EXERCISE GOAL: Scan the data below for the string "woman". Copy every line where it appears.

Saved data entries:
★ ★ ★ ★
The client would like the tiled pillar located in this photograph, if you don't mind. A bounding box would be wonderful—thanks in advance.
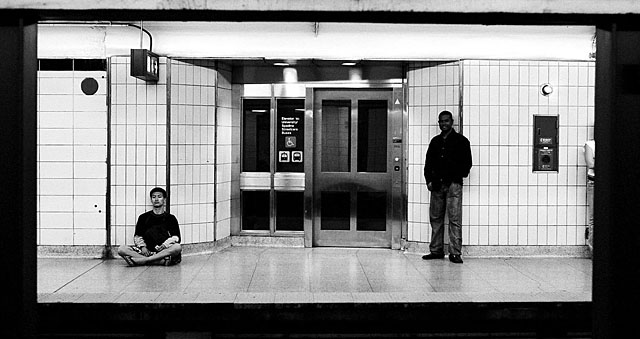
[169,59,217,244]
[216,62,234,240]
[407,61,461,243]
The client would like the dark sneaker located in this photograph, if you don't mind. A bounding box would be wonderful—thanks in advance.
[422,253,445,260]
[449,254,463,264]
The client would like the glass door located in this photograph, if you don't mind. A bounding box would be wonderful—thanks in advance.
[240,97,305,234]
[312,89,394,247]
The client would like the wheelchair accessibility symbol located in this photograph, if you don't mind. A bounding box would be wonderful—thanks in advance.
[285,136,296,148]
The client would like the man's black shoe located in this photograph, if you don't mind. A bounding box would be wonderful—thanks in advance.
[449,254,463,264]
[422,253,445,260]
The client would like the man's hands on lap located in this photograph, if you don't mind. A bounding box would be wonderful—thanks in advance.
[140,246,151,256]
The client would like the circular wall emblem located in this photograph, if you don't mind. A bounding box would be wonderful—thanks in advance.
[81,77,99,95]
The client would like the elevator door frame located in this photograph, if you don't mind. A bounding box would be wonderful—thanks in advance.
[304,85,404,249]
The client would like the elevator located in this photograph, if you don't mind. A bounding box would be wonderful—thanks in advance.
[235,60,405,248]
[311,88,403,247]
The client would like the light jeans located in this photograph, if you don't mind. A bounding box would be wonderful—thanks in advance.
[429,182,463,256]
[586,180,594,254]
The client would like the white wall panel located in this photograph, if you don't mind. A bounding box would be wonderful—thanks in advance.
[38,71,107,245]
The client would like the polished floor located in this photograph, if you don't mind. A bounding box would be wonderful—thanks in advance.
[37,246,592,304]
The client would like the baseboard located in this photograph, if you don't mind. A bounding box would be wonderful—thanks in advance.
[38,245,106,259]
[401,240,591,258]
[37,238,591,258]
[38,237,234,259]
[230,235,305,247]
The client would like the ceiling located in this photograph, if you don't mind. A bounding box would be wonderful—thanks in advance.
[38,21,596,61]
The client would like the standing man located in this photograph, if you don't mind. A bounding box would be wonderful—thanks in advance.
[422,110,472,264]
[118,187,182,266]
[583,139,595,256]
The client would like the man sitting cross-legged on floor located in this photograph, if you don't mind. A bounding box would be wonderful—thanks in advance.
[118,187,182,266]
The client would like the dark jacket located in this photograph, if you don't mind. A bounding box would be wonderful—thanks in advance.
[424,129,472,186]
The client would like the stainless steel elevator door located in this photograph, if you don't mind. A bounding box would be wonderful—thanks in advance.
[313,89,393,247]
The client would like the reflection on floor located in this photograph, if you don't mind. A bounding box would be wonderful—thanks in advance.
[38,246,591,304]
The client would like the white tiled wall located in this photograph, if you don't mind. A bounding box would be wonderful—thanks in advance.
[407,61,461,243]
[215,63,233,240]
[110,56,168,246]
[407,60,594,247]
[37,70,108,245]
[169,59,217,244]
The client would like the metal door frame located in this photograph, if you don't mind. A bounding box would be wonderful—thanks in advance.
[304,84,404,248]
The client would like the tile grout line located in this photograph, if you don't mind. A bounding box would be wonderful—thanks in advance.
[245,247,268,293]
[51,260,111,293]
[402,252,438,292]
[355,249,375,293]
[502,258,554,291]
[181,251,215,293]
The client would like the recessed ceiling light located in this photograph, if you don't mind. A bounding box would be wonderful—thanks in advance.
[342,62,357,66]
[274,62,290,67]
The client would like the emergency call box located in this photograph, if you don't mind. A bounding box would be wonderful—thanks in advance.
[533,115,558,172]
[533,115,558,147]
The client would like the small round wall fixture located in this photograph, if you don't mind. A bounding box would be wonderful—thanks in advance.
[81,77,99,95]
[540,83,554,96]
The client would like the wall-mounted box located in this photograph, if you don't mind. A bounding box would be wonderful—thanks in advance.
[130,49,159,82]
[533,115,558,172]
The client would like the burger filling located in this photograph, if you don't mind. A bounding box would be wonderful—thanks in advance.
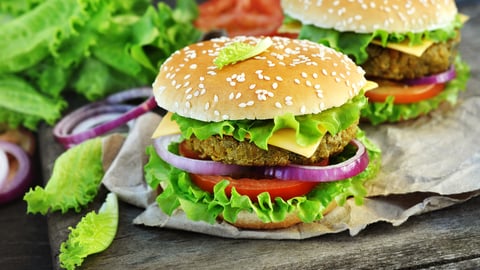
[362,35,460,80]
[181,122,358,166]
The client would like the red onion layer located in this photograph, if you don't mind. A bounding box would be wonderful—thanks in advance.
[153,135,369,182]
[403,65,456,86]
[0,141,32,204]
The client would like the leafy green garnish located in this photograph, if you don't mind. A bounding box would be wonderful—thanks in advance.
[361,55,470,125]
[24,137,104,214]
[59,192,119,270]
[0,0,201,130]
[214,37,273,69]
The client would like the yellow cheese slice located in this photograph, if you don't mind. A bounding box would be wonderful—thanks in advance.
[152,112,322,157]
[151,112,181,138]
[266,128,322,157]
[364,80,378,92]
[370,39,433,57]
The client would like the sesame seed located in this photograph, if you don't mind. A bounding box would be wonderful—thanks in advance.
[249,84,256,90]
[275,102,282,109]
[204,102,210,110]
[189,64,197,69]
[272,82,278,89]
[294,78,301,84]
[275,76,283,81]
[301,72,308,78]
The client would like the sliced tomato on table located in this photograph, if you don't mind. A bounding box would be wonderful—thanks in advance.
[194,0,284,36]
[365,81,445,104]
[190,173,318,202]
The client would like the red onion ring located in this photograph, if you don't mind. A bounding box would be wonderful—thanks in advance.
[403,65,456,86]
[153,135,248,176]
[0,148,8,187]
[263,139,369,182]
[53,87,156,148]
[0,141,32,204]
[153,135,369,182]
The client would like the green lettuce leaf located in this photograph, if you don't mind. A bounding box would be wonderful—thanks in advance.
[24,137,104,214]
[0,0,201,129]
[299,15,464,64]
[0,75,67,129]
[59,192,119,270]
[144,129,381,225]
[172,93,367,150]
[361,55,470,125]
[214,37,273,69]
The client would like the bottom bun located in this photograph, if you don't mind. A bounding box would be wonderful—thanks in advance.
[222,200,338,230]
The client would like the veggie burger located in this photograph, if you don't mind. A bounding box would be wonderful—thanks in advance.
[281,0,470,124]
[146,36,381,230]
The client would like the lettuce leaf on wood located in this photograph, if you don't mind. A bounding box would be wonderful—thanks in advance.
[24,137,104,214]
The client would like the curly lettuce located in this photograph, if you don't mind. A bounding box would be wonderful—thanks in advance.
[24,137,104,214]
[145,129,381,225]
[361,55,470,125]
[172,93,367,150]
[0,0,201,130]
[298,14,464,64]
[59,192,119,270]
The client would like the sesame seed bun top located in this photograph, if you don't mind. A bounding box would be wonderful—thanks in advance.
[152,36,366,122]
[281,0,458,33]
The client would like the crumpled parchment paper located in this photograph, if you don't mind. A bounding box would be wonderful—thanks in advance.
[102,96,480,239]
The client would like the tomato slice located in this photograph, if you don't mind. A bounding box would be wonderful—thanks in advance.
[190,174,318,202]
[365,81,445,104]
[194,0,283,36]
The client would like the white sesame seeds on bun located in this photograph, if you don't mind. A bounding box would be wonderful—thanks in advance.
[152,36,366,122]
[281,0,458,33]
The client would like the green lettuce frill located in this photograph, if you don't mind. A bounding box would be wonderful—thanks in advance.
[144,129,381,225]
[171,93,367,151]
[298,15,464,64]
[360,55,470,125]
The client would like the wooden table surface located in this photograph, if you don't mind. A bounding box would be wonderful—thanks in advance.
[1,1,480,270]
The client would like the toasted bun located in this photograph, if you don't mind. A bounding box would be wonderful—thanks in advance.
[223,200,337,230]
[153,36,366,122]
[281,0,458,33]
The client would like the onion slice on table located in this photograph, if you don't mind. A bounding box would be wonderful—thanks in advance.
[0,141,32,204]
[403,66,456,86]
[54,87,157,148]
[153,135,369,182]
[0,148,8,187]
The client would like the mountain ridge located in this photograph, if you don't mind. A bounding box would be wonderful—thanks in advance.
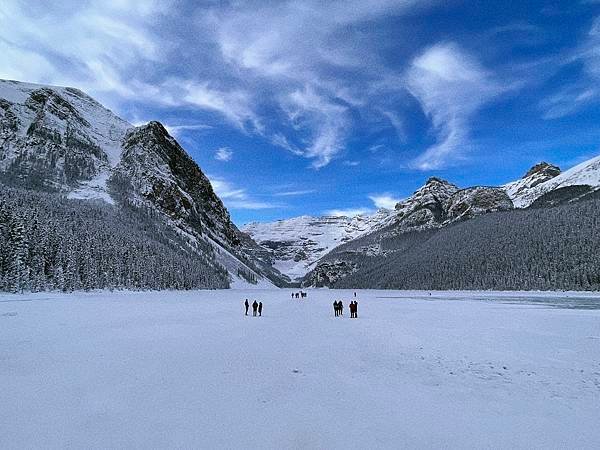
[245,157,600,282]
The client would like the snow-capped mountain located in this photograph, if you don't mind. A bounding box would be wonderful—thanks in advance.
[502,162,561,207]
[503,158,600,207]
[245,177,513,282]
[0,79,285,288]
[242,209,395,281]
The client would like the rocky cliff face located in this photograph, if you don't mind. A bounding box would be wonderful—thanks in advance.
[0,81,128,195]
[445,187,513,222]
[393,177,459,230]
[392,179,512,231]
[112,121,240,248]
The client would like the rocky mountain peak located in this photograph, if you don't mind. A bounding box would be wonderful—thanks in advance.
[503,161,564,208]
[114,120,239,247]
[425,176,448,185]
[523,162,561,180]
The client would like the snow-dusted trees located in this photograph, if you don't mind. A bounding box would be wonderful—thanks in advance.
[0,185,229,292]
[312,193,600,291]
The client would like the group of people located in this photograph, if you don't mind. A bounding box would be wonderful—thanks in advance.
[291,291,307,299]
[243,293,360,319]
[244,299,263,317]
[333,300,359,318]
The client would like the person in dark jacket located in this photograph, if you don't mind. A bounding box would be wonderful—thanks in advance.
[333,300,338,317]
[258,302,263,317]
[339,301,344,316]
[252,300,258,316]
[244,299,249,316]
[354,301,358,318]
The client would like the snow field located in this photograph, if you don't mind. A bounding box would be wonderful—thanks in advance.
[1,289,599,449]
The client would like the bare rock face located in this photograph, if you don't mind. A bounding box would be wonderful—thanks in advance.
[524,162,561,180]
[393,177,459,230]
[0,84,126,191]
[445,187,514,222]
[112,121,240,248]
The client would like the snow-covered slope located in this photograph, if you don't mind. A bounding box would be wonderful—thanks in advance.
[242,209,395,281]
[503,158,600,208]
[0,79,284,288]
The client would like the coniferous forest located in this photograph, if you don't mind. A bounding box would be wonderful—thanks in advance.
[0,185,229,292]
[307,192,600,291]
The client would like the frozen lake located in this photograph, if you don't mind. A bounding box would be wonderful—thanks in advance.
[1,289,599,449]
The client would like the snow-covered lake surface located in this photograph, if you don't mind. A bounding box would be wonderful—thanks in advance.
[1,289,599,449]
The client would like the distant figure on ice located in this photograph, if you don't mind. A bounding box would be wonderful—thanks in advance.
[258,302,263,317]
[333,301,339,317]
[354,292,357,298]
[339,301,344,316]
[244,299,249,316]
[291,293,294,300]
[295,292,300,299]
[252,300,258,317]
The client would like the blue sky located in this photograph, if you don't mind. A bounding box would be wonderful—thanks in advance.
[2,0,600,225]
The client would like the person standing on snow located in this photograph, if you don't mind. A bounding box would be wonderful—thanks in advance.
[354,301,358,318]
[258,302,263,317]
[339,301,344,316]
[244,299,249,316]
[333,301,338,317]
[252,300,258,317]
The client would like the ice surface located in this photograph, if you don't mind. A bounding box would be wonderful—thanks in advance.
[1,289,599,449]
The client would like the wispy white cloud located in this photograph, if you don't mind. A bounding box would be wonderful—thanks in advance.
[369,193,400,209]
[274,189,316,197]
[209,176,278,210]
[215,147,233,162]
[0,0,170,106]
[205,0,429,167]
[280,86,350,168]
[164,123,212,137]
[175,80,262,132]
[324,207,372,217]
[406,42,503,170]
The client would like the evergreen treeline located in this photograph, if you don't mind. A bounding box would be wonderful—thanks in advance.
[0,185,229,292]
[312,193,600,291]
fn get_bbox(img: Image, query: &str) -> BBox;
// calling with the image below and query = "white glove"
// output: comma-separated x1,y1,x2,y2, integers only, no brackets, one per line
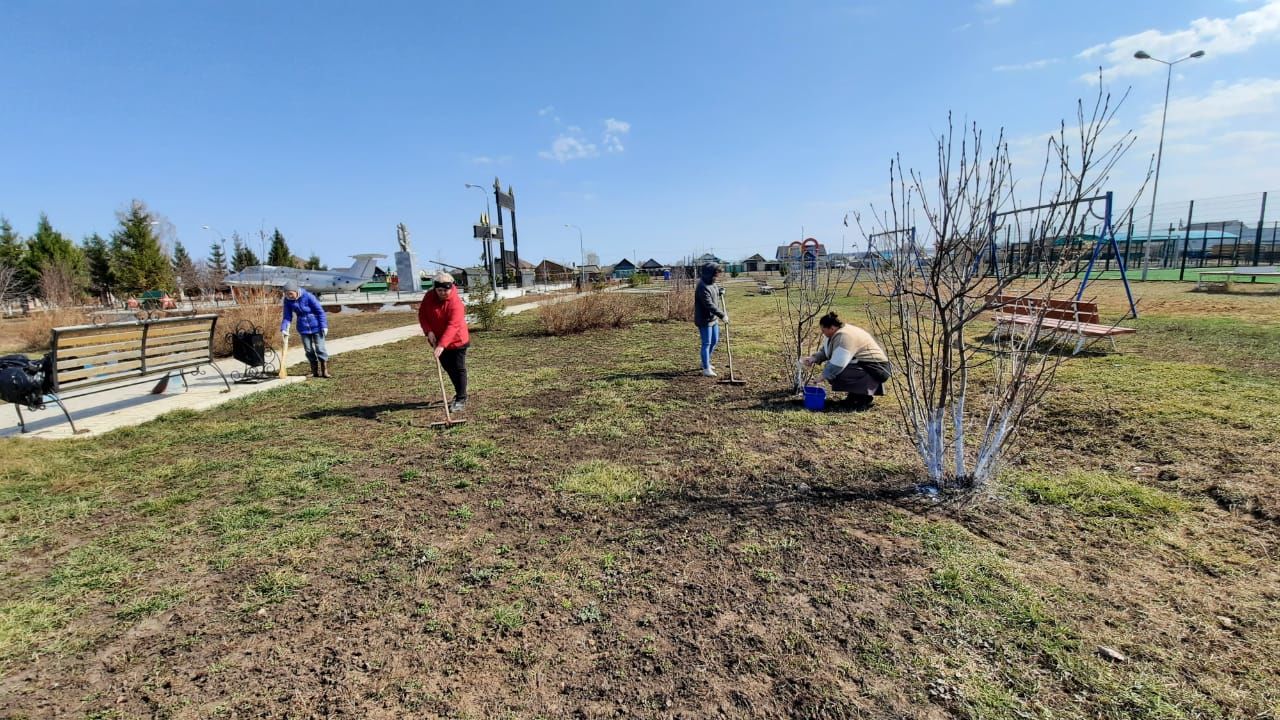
322,328,328,338
281,322,291,334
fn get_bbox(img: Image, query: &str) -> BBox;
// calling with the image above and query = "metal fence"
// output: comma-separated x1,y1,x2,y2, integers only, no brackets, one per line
991,190,1279,281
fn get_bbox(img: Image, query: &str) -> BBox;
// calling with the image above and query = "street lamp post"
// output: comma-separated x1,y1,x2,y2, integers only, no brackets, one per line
465,183,496,289
1134,49,1205,280
565,224,584,289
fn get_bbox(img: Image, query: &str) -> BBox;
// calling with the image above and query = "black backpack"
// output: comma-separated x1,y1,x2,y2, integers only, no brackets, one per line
0,354,52,408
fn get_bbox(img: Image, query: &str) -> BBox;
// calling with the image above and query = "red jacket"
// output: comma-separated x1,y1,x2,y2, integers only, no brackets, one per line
418,287,470,349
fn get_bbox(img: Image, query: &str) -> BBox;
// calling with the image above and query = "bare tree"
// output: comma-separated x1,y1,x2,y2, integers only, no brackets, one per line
857,85,1146,491
773,265,846,394
39,259,83,309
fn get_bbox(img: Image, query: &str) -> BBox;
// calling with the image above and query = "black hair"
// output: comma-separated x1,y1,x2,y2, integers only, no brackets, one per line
819,311,843,329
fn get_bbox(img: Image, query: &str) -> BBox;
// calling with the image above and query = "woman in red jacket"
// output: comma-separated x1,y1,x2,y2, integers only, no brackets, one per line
418,272,471,413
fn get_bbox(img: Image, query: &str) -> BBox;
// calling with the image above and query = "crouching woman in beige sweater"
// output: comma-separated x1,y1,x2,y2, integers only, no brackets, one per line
801,312,892,411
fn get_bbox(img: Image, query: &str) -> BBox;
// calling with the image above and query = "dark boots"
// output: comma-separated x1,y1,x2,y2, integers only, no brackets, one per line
308,359,332,378
842,393,874,411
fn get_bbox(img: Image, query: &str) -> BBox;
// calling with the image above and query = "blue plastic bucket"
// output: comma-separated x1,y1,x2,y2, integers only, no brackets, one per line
802,385,827,411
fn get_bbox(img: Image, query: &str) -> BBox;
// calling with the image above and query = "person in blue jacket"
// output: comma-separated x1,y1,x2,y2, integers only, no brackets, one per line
281,280,331,378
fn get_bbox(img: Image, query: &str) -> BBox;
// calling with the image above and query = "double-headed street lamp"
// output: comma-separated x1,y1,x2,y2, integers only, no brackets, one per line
564,224,584,287
1134,49,1205,280
465,183,497,288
★ ★ ★ ★
SOLUTION TO THIS TASK:
// calling with the image above and query = "woman in red jacket"
// calling with the image above and query = "crouching woman in beige sweater"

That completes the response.